**Short problem**
Render every line of the listing below as one string in a JSON list, omitting blank lines.

★ ★ ★ ★

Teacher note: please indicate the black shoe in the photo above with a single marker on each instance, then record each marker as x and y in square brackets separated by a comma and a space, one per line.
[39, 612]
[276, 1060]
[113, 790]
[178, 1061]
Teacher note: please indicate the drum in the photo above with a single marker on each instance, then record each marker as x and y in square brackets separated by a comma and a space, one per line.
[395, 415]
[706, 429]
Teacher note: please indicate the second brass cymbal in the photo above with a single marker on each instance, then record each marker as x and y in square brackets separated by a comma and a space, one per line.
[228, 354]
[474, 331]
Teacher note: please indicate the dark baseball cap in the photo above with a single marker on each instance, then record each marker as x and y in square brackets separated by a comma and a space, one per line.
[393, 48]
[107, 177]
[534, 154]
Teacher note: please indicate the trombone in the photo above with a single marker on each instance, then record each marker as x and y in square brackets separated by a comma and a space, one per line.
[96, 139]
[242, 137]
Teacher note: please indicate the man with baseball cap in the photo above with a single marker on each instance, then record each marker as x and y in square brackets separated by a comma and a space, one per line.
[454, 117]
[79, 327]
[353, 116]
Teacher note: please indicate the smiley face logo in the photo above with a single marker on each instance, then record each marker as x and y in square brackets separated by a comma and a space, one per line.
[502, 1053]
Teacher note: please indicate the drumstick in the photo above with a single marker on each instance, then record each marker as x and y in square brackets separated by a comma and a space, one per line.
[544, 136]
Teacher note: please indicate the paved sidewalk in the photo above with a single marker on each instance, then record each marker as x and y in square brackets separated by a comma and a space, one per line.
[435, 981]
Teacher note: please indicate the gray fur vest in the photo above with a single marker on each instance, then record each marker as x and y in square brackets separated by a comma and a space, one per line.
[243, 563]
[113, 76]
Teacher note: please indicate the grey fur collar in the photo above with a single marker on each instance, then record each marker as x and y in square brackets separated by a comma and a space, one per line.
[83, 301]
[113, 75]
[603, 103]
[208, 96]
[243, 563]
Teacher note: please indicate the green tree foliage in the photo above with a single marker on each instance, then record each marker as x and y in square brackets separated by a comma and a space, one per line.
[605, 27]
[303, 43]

★ ★ ★ ★

**Answer to the problem**
[
  "Teacher note: please indicate the black shoe in the photo above with a single marker on each instance, then record each marker as x and y in square brackets separated by a comma and a space, one per line.",
  "[39, 612]",
  "[276, 1060]",
  "[113, 790]",
  "[178, 1061]",
  "Teacher note: please indicate the drum in the photo above with a single marker on each instance, then record each marker as x and y in square brackets separated by a comma and a space, one per line.",
  "[395, 415]",
  "[706, 429]",
  "Teacher note: please indicate the second brass cymbal in the photo above with a single marker on each instance, then record each marker as x and y in square brackets separated by a comma and a space, one per line.",
  "[228, 354]",
  "[474, 331]",
  "Teacher note: please indicate the dark baseball cap in the photo above with a single marker on each instance, then record each marker as x and y in square brackets separated by a comma and a space, one per line.",
  "[393, 48]",
  "[107, 177]",
  "[534, 154]",
  "Teacher note: please indicate the trombone in the photo above with a single marker on each instance, then record each marker as x and y in square brackets separated by a comma and a space, one per line.",
  "[96, 139]",
  "[242, 137]",
  "Teacher note: please indicate the man with baseball cap in the photo above with a single marker on each instance, then record each marker as x and y in square brackets separated by a comma and a space, one per line.",
  "[454, 117]",
  "[79, 327]",
  "[353, 116]",
  "Teacher note: please indicate the smiley face logo in the photo above with a single marker on each instance, then record each marker as x and y in square brackets separated by a comma and a space, one per line.",
  "[502, 1053]",
  "Teacher note: please indicate the drumstick in the photo above with a single marker on each instance, then record each marker as x and y in square brackets separated by a comma and a space, one per line.",
  "[544, 136]",
  "Teacher note: please indicate the paved sidewalk in the photo above with a single marker on each instance, then record each marker as x and y in square brackets separated by a comma and a space, one per line.",
  "[435, 981]",
  "Teacher note: please indicate the gray fur vest in the photo above with a single marker on each instance, then record each marker as x and y in square brackets separated by a comma and a space, one per line.",
  "[243, 563]",
  "[113, 76]",
  "Teacher note: please indicate the grey fur collar in the photo above with a single marker on each instance, then record each marker as x and y in square brackets separated by a comma and a space, one per line.",
  "[83, 301]",
  "[113, 75]",
  "[603, 103]",
  "[208, 96]",
  "[243, 563]",
  "Teacher note: please indicate the green tree foliage in the photo above with a single marker on each instance, then record each marker as x and y in square brackets separated by a comma and a space, one per line.",
  "[605, 27]",
  "[303, 43]"
]